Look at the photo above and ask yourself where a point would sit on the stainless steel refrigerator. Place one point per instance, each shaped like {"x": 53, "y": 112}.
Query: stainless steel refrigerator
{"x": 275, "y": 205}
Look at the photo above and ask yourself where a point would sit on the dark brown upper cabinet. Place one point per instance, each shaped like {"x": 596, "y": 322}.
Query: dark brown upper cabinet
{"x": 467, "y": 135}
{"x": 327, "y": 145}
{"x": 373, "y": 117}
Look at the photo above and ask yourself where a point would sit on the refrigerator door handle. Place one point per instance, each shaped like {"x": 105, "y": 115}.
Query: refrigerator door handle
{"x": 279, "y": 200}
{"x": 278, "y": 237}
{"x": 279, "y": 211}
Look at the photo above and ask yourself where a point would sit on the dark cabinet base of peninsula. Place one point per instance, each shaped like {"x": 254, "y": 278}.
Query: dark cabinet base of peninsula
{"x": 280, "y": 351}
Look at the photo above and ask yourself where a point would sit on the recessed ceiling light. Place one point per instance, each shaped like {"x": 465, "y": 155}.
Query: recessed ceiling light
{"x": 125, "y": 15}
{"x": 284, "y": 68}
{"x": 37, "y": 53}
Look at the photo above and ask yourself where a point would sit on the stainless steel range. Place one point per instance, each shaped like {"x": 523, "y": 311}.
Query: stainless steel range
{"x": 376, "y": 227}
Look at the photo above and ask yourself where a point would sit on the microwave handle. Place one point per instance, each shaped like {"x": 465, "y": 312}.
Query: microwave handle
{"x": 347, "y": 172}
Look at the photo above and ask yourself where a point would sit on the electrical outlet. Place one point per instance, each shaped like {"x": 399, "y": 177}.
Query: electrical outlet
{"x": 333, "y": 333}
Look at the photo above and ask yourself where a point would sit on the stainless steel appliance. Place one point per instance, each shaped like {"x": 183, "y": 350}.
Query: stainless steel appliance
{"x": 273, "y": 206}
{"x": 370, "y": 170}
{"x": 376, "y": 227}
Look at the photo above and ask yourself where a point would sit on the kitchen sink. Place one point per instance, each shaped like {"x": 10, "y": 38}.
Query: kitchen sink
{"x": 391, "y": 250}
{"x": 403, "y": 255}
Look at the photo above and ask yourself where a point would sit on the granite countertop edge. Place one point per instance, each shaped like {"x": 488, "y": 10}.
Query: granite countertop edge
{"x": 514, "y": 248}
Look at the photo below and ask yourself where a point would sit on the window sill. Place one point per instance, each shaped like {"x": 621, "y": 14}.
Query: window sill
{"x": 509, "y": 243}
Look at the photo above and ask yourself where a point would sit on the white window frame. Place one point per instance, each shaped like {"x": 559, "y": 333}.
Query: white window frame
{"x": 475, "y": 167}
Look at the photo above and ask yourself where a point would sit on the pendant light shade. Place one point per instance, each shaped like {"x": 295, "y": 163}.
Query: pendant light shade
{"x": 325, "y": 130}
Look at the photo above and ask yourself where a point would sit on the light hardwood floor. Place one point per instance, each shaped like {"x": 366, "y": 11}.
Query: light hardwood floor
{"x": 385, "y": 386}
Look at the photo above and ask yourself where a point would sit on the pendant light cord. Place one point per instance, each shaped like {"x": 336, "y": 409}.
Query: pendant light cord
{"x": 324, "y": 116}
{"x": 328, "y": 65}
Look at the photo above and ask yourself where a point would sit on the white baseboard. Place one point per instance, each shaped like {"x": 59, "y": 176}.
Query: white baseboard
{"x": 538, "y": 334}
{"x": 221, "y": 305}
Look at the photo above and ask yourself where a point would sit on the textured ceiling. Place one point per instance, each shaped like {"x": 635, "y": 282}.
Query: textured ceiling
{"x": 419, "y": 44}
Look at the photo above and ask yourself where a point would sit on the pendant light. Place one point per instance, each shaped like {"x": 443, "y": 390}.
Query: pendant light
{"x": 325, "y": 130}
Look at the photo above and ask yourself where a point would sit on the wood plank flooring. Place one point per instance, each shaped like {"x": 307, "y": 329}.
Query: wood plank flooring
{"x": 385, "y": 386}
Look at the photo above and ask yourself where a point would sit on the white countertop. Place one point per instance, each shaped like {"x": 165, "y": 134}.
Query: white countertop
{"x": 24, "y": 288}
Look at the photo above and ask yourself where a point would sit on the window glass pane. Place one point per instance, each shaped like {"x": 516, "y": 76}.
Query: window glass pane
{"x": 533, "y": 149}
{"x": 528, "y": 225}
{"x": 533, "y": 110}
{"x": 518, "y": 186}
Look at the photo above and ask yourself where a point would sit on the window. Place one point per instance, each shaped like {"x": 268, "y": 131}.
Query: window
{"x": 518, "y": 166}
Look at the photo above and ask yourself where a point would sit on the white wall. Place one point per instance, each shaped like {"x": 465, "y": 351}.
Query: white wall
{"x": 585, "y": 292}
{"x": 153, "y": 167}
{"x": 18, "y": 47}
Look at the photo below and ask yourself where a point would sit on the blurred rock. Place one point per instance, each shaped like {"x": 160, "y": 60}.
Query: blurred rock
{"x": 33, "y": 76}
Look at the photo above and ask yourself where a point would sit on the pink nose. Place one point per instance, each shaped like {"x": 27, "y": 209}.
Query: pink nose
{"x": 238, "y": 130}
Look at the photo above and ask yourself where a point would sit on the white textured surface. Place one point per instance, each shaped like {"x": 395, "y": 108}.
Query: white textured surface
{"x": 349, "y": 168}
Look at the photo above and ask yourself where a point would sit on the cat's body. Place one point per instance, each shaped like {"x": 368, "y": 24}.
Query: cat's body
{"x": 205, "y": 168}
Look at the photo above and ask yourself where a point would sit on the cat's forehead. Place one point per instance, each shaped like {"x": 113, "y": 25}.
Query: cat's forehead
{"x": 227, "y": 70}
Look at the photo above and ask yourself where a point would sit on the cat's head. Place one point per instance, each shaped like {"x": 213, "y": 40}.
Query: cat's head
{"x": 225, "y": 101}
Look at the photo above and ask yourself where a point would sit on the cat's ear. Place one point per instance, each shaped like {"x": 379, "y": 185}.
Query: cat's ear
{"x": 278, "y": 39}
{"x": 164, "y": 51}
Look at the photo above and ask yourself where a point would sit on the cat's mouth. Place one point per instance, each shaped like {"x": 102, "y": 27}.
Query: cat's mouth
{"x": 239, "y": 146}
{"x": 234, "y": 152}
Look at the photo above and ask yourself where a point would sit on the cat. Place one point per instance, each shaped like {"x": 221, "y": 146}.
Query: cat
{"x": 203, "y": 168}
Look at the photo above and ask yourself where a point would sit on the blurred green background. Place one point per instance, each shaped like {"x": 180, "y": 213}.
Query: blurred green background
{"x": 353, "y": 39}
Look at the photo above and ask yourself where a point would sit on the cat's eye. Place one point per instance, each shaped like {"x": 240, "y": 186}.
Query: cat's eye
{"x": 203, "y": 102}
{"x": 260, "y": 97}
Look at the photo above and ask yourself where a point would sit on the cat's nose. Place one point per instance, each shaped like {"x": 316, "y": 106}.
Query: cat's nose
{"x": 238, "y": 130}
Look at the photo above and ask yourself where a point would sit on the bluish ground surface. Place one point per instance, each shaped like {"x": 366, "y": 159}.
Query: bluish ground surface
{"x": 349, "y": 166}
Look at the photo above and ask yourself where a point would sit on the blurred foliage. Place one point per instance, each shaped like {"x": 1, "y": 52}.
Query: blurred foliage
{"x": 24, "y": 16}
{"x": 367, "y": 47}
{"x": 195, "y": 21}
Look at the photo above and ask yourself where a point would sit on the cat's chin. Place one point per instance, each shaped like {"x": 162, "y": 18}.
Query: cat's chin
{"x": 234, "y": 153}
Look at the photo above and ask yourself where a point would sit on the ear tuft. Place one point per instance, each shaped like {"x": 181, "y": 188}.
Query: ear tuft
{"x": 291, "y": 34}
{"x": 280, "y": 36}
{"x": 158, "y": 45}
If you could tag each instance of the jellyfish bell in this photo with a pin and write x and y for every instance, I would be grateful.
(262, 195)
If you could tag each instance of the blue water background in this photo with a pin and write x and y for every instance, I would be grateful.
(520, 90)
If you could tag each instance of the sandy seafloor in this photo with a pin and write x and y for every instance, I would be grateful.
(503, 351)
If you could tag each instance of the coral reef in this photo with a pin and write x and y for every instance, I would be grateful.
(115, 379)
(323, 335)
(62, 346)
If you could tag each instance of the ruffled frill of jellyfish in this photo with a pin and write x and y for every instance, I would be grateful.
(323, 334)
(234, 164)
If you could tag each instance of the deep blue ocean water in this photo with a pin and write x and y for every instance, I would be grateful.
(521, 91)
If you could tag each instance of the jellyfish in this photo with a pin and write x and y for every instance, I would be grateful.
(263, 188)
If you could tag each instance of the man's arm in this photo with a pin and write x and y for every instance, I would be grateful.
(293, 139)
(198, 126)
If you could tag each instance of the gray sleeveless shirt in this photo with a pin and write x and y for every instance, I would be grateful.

* Stated exercise
From the line containing "If you could tag each instance of the blue" to the last line of the material, please quote every line exactly and only those.

* Worked solution
If you could tag each instance of the blue water background in this photo with a pin and write x and y for every instance, I would be grateful.
(520, 90)
If you could tag each instance of the sandy seafloor in this photo with a pin and write x and y for every instance, I would be grateful.
(503, 351)
If you could tag each instance of the coral reef in this photo with a pin and write x and y for every instance, I would be grateful.
(115, 379)
(323, 335)
(62, 346)
If you could tag each instance of the ruffled frill of jellyfish in this photo with a pin and write x and y for every instance, I would be grateful.
(323, 334)
(234, 164)
If you could tag each instance of the deep blue ocean water in this photo with a pin and write x and y for every instance, I would be grateful.
(521, 91)
If you could tag each instance of the jellyfish in this photo with a pin and write x and y for every instance, I would be grateful.
(263, 188)
If you could tag each instance of the man's arm in this photo with a pin and write x and y for every instance, I would be grateful.
(293, 139)
(198, 126)
If you could tag each instance of the gray sleeveless shirt in this photo with a pin and write x and y for every instance, I would be grateful.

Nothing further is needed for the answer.